Please return the records below exactly as they stand.

======== DATA TO PROCESS ========

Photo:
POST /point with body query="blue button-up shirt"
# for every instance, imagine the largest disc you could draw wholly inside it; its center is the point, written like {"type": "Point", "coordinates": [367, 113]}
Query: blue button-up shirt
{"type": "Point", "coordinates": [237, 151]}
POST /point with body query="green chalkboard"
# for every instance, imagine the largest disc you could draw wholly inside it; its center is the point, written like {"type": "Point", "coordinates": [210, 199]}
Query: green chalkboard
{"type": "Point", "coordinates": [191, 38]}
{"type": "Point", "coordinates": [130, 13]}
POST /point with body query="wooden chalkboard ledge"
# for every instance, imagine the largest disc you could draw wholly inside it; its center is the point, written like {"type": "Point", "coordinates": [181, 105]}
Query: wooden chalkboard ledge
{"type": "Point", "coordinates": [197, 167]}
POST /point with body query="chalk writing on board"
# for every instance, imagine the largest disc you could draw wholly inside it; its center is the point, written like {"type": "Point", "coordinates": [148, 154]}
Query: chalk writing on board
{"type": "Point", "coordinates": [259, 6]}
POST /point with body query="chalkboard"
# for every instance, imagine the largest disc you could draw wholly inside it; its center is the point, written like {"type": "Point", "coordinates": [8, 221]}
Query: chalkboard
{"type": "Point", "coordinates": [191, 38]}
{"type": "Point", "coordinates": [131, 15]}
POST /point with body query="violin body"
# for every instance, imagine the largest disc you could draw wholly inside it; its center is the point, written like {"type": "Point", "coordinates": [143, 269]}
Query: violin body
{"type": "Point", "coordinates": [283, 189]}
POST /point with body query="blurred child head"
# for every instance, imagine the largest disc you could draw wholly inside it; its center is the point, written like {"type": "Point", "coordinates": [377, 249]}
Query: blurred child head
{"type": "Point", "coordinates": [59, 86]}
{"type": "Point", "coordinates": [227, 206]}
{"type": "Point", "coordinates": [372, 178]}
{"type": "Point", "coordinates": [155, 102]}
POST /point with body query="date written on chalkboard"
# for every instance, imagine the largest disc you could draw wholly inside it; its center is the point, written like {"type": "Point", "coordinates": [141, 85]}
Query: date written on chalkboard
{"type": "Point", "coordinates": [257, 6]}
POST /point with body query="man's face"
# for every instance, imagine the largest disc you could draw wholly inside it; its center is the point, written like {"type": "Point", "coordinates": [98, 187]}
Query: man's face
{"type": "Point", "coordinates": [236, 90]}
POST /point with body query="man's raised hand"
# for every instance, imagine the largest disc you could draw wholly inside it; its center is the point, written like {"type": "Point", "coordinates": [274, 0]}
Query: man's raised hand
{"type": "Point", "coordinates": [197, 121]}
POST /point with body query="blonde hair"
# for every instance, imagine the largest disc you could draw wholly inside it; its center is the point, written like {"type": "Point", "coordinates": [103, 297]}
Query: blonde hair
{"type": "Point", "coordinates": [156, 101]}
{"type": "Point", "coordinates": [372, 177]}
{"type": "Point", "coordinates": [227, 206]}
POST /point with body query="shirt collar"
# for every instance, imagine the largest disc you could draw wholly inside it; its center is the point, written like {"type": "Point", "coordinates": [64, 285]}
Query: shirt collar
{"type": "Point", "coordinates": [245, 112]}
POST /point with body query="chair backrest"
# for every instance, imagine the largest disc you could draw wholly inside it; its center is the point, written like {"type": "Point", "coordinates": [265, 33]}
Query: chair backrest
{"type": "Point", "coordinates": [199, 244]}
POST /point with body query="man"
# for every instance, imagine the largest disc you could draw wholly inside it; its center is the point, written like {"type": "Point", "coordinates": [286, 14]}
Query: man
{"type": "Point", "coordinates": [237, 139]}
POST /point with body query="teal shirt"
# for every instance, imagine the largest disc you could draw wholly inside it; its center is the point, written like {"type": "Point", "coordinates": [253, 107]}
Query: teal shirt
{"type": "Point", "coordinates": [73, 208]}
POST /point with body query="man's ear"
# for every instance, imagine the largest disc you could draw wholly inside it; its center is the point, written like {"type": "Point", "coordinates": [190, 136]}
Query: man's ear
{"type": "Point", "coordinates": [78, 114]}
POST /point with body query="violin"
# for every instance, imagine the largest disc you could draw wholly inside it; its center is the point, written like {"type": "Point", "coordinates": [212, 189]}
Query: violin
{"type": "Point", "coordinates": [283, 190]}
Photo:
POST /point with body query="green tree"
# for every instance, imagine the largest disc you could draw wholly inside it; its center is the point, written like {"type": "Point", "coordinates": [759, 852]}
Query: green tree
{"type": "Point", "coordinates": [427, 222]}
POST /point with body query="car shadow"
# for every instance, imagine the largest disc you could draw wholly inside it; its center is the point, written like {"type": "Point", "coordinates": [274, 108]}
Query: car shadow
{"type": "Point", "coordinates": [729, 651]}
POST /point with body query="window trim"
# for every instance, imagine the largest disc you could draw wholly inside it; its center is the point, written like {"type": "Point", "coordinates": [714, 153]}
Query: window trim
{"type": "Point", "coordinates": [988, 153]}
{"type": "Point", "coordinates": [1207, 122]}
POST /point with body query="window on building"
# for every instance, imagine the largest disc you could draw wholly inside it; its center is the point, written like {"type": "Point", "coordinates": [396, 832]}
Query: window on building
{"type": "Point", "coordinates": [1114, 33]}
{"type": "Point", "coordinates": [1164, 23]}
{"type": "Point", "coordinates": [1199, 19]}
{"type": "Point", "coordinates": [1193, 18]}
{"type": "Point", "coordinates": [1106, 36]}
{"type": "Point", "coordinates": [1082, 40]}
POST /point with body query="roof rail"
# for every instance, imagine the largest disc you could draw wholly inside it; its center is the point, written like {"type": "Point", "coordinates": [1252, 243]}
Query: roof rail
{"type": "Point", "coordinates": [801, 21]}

========

## [SOLUTION FOR THIS PROBLEM]
Photo:
POST /point with body query="blue button-up shirt"
# for every instance, imagine the largest disc you could draw wholly inside it; its center is the point, written like {"type": "Point", "coordinates": [367, 113]}
Query: blue button-up shirt
{"type": "Point", "coordinates": [237, 151]}
POST /point with body query="green chalkboard"
# for every instance, imagine the largest disc you could draw wholly inside it; its center is the point, written like {"type": "Point", "coordinates": [210, 199]}
Query: green chalkboard
{"type": "Point", "coordinates": [191, 38]}
{"type": "Point", "coordinates": [130, 13]}
POST /point with body query="wooden chalkboard ledge"
# for every instance, imagine the largest disc you could draw wholly inside it; its center is the point, written like {"type": "Point", "coordinates": [181, 105]}
Query: wooden chalkboard ledge
{"type": "Point", "coordinates": [197, 167]}
POST /point with body query="chalk writing on board"
# for every instance, imagine the largest disc you could draw wholly inside it; its center is the point, written like {"type": "Point", "coordinates": [148, 154]}
Query: chalk writing on board
{"type": "Point", "coordinates": [259, 6]}
POST /point with body query="chalkboard"
# for every instance, imagine the largest disc you could draw wholly inside it; its center is the point, written like {"type": "Point", "coordinates": [8, 221]}
Query: chalkboard
{"type": "Point", "coordinates": [191, 38]}
{"type": "Point", "coordinates": [131, 15]}
POST /point with body query="violin body"
# for every instance, imagine the largest disc you could draw wholly inside it; its center is the point, written like {"type": "Point", "coordinates": [143, 269]}
Query: violin body
{"type": "Point", "coordinates": [283, 189]}
POST /point with body query="blurred child head"
# for every instance, imagine the largest disc you could draw wholly inside it; its center is the point, written like {"type": "Point", "coordinates": [377, 249]}
Query: blurred child head
{"type": "Point", "coordinates": [59, 86]}
{"type": "Point", "coordinates": [227, 206]}
{"type": "Point", "coordinates": [372, 178]}
{"type": "Point", "coordinates": [155, 102]}
POST /point with body query="date written on chalkboard"
# for every instance, imagine the largest disc you could draw wholly inside it; its center is the point, written like {"type": "Point", "coordinates": [141, 85]}
Query: date written on chalkboard
{"type": "Point", "coordinates": [257, 6]}
POST /point with body query="man's face"
# for every instance, imagine the largest disc you could draw wholly inside it; its center is the point, written like {"type": "Point", "coordinates": [98, 187]}
Query: man's face
{"type": "Point", "coordinates": [236, 90]}
POST /point with body query="man's raised hand"
# for every instance, imagine the largest disc you could draw wholly inside it; its center is the point, written like {"type": "Point", "coordinates": [274, 0]}
Query: man's raised hand
{"type": "Point", "coordinates": [197, 121]}
POST /point with body query="blonde hair"
# for every instance, imagine the largest disc you could draw wholly inside it; its center is the point, written like {"type": "Point", "coordinates": [103, 297]}
Query: blonde hair
{"type": "Point", "coordinates": [156, 101]}
{"type": "Point", "coordinates": [372, 177]}
{"type": "Point", "coordinates": [227, 206]}
POST /point with body query="shirt collar"
# for every instance, imagine the largest disc you could draw wholly inside it; its center is the point, written like {"type": "Point", "coordinates": [64, 285]}
Query: shirt collar
{"type": "Point", "coordinates": [245, 112]}
POST /point with body query="chair backrest"
# for every instance, imagine the largest disc you could draw wholly inside it; its center is the point, written like {"type": "Point", "coordinates": [265, 33]}
Query: chair backrest
{"type": "Point", "coordinates": [199, 244]}
POST /point with body query="man"
# for every instance, imagine the largest disc you could draw wholly inside it; its center is the point, written like {"type": "Point", "coordinates": [286, 14]}
Query: man
{"type": "Point", "coordinates": [237, 139]}
POST /point with body query="teal shirt"
# for every instance, imagine the largest disc you could draw wholly inside it; its center is the point, written like {"type": "Point", "coordinates": [253, 107]}
Query: teal shirt
{"type": "Point", "coordinates": [73, 208]}
POST /point with body query="man's ear"
# for every instance, imagine the largest disc you could draw wholly inside it; its center is the point, written like {"type": "Point", "coordinates": [190, 136]}
Query: man's ear
{"type": "Point", "coordinates": [78, 114]}
POST /point with body query="violin"
# for every instance, imagine the largest disc you could draw wholly inside it; its center is the point, written like {"type": "Point", "coordinates": [212, 189]}
Query: violin
{"type": "Point", "coordinates": [283, 190]}
Photo:
POST /point with body query="green tree"
# for every instance, imagine the largest disc you could draw wholly inside it; its center is the point, written like {"type": "Point", "coordinates": [759, 852]}
Query: green tree
{"type": "Point", "coordinates": [427, 222]}
POST /point with body query="car shadow"
# for every instance, imagine the largest disc you could draw wholly inside it; its center is the point, written like {"type": "Point", "coordinates": [274, 108]}
Query: car shadow
{"type": "Point", "coordinates": [729, 651]}
POST /point with body query="window trim"
# for every instance, imagine the largest disc you could draw wholly inside it; its center is the point, written like {"type": "Point", "coordinates": [714, 153]}
Query: window trim
{"type": "Point", "coordinates": [988, 153]}
{"type": "Point", "coordinates": [1207, 122]}
POST /point with body query="window on building"
# for every instance, imagine the largest disc you could draw wholly inside it; its center is the point, written like {"type": "Point", "coordinates": [396, 832]}
Query: window on building
{"type": "Point", "coordinates": [1114, 33]}
{"type": "Point", "coordinates": [1164, 23]}
{"type": "Point", "coordinates": [1199, 19]}
{"type": "Point", "coordinates": [1193, 18]}
{"type": "Point", "coordinates": [1106, 36]}
{"type": "Point", "coordinates": [1082, 40]}
POST /point with body query="roof rail"
# for every instance, imagine the largest disc you could draw wholly inside it; its center is the point, written like {"type": "Point", "coordinates": [1252, 243]}
Query: roof rail
{"type": "Point", "coordinates": [801, 21]}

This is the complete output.